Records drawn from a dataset
▬▬▬▬▬▬
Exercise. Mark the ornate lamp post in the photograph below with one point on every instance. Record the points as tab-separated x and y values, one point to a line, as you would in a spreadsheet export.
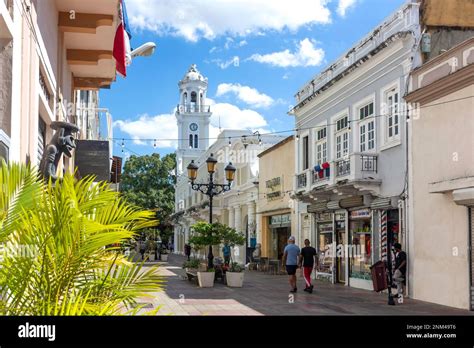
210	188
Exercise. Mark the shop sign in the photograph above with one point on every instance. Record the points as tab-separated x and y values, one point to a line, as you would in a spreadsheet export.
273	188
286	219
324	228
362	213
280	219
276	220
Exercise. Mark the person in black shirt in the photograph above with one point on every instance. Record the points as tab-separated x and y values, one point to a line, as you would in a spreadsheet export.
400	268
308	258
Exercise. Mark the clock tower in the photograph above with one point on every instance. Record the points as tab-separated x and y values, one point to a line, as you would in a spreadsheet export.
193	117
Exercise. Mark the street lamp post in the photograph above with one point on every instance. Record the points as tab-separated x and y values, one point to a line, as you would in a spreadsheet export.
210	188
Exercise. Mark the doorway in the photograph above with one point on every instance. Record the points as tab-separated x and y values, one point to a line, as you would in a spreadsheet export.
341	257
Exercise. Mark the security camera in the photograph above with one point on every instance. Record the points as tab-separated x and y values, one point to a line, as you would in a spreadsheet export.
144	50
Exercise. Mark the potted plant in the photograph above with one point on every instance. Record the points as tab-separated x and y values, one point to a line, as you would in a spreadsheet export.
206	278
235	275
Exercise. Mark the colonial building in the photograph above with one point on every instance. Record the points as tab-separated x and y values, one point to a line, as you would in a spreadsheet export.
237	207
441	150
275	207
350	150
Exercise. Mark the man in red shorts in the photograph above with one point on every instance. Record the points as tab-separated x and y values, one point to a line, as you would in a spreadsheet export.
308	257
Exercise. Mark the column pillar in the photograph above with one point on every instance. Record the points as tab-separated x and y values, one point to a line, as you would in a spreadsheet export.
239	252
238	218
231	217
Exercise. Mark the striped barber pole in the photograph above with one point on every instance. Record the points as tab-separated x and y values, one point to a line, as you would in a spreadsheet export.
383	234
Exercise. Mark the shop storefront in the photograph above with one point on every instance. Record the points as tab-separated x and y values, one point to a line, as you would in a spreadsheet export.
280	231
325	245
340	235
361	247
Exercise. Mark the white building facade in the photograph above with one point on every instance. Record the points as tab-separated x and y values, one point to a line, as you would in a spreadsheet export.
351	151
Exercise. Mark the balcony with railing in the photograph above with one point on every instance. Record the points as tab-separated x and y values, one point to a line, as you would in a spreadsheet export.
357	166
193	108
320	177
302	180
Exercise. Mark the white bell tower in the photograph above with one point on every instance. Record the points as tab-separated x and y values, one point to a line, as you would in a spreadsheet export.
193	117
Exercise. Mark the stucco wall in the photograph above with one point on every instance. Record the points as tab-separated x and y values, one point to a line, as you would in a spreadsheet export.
▬▬▬▬▬▬
__WHAT THIS TASK INVOLVES__: Output every line above exactly as it stands, and drop any picture.

__SOLVED PROBLEM__:
Exercise. Mark the ornate lamp post in the photograph below with one point on every instance. Record the points as tab-separated x and y values, one point to a line, as you would in a spreadsheet export.
210	188
Exercise. Mark the shop sign in the photograph above with one point on every instance. Record the points as tab-separated x and y values, one point to a line, as you would in a spreadsheet export.
273	188
286	219
324	228
362	213
280	219
276	220
Exercise. Mark the person in black shirt in the photograph above with one point on every instance. Record the points as tab-separated x and y values, one point to a line, as you would in a spreadsheet export.
400	268
308	258
Exercise. Mark the clock tower in the photograph above with one point on every instance. Record the points as tab-separated x and y values, one point to a line, as you would in a spreadsheet export.
193	117
Exercise. Mark the street lamp post in the photograph above with one point on every instance. Record the points as tab-separated x and y values, one point to a line, as you would in a spreadsheet export.
210	188
Exercise. Mark the doorway in the photograph above with one point on every instance. Record the points as tab-separated x and y values, one point to a line, as you would in a spreadsheet export.
341	257
Exercise. Mark the security camera in the photograph above with one point on every instance. Record the points as tab-separated x and y values, one point to a line, as you would in a spreadsheet export.
144	50
Exercise. Mark the potted plant in the photograph above with one point on every instance. Record the points as tab-separated x and y values, one point to a line, as you would in a spreadsheet export.
206	278
235	275
Exercise. Mark the colonial building in the photograph above with one point on every instance. Record the points as tab-separated x and y values, one point to a line, as you would in a spreadsheet export.
237	207
441	150
275	207
350	150
Exercise. Mark the man in red shorts in the photograph above with one point on every instance. Record the points as tab-separated x and y values, one point to a line, as you would in a spreadsheet export.
308	257
Exercise. Mark the column pillar in the photograph above with one point on every instance. Record the points as tab-separated x and y values, one point to a line, as you would in a spreadsheet export.
239	252
238	218
231	217
Exercise. Mark the striped barber pole in the photograph above with one point on every instance. Record the points as tab-separated x and y values, one point to a line, as you would in a spreadsheet export.
383	234
Exercise. Mark the shop storefront in the photograph above with one point on every instance. Record the points as tab-separated x and y values, one point to a line, as you would in a spreadsheet export.
280	231
325	245
340	235
361	247
Exercise. Mark the white building facade in the photograph above with one point on every instance. Record the points as tab-separated x and y values, one point to a line, as you would in a spreadsheet export.
351	151
Exercise. Mark the balcony with railing in the photograph above with one point on every instance. Record the points as tab-separated x and y values, one point to a line, as you would in a spreadsheet export.
357	166
193	108
320	177
302	180
Exercise. Mark the white bell tower in the photograph above with one point on every instance. Record the points as tab-separated x and y values, one point to a line, as you would in a spreadsheet export.
193	117
Exercise. Mark the stucco wall in the photograph above with one point on every instance. Record the points as tab-separated x and y values, one point to a line, as you would in a spreadsheet export.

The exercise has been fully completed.